■ WHAT THE TASK ASKS ■
Write down exactly the lines of the listing below, beginning with the one containing "hmm ok thinking out loud — i gotta find the hat" and closing with the final line.
*** INFORMATION SHOWN Section Begins ***
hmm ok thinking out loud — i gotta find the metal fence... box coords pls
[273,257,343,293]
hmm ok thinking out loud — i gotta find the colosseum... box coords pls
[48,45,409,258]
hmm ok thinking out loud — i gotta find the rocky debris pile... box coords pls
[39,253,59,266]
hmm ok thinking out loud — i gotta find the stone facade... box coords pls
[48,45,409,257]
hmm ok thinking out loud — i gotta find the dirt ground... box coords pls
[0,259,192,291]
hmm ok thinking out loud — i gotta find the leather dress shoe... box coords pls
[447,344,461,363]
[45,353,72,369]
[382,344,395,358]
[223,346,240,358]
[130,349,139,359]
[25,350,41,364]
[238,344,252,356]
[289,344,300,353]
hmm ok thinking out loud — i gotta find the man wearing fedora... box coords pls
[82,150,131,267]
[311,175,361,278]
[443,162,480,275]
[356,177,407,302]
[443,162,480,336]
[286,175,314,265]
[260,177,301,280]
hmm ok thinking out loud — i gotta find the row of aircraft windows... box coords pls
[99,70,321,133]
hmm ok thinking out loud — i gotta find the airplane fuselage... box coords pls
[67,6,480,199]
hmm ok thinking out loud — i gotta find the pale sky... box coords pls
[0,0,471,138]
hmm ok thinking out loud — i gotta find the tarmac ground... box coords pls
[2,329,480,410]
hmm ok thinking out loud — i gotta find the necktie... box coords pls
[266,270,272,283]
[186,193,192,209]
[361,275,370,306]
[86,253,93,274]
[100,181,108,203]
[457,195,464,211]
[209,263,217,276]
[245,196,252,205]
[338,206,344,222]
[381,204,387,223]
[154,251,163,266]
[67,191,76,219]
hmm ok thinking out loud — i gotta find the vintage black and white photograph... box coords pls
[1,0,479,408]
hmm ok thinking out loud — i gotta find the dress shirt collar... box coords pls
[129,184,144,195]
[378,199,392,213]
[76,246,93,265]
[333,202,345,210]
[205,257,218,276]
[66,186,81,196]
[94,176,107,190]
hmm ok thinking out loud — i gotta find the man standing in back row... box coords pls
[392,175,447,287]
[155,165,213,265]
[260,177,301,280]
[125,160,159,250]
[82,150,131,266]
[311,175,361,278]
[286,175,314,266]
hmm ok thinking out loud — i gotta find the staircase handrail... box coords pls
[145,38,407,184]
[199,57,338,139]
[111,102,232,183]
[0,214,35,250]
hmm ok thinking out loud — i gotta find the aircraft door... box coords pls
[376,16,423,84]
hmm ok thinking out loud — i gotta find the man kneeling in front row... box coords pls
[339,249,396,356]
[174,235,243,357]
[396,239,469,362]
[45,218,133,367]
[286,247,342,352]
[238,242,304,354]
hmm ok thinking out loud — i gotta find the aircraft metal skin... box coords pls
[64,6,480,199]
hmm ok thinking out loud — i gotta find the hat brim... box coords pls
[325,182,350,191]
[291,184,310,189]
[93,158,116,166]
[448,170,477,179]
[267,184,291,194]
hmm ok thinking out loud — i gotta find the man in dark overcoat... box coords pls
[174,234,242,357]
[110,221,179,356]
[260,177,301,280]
*** INFORMATION SHOWN Section Ends ***
■ TASK ANSWER ■
hmm ok thinking out loud — i gotta find the hat brim... box coords pls
[325,182,350,191]
[291,184,310,189]
[93,158,116,166]
[448,170,477,179]
[267,184,291,194]
hmm ok thinking out loud — i gotta find the man in dark overcoat... box coords pls
[174,234,242,357]
[110,221,179,356]
[260,177,301,280]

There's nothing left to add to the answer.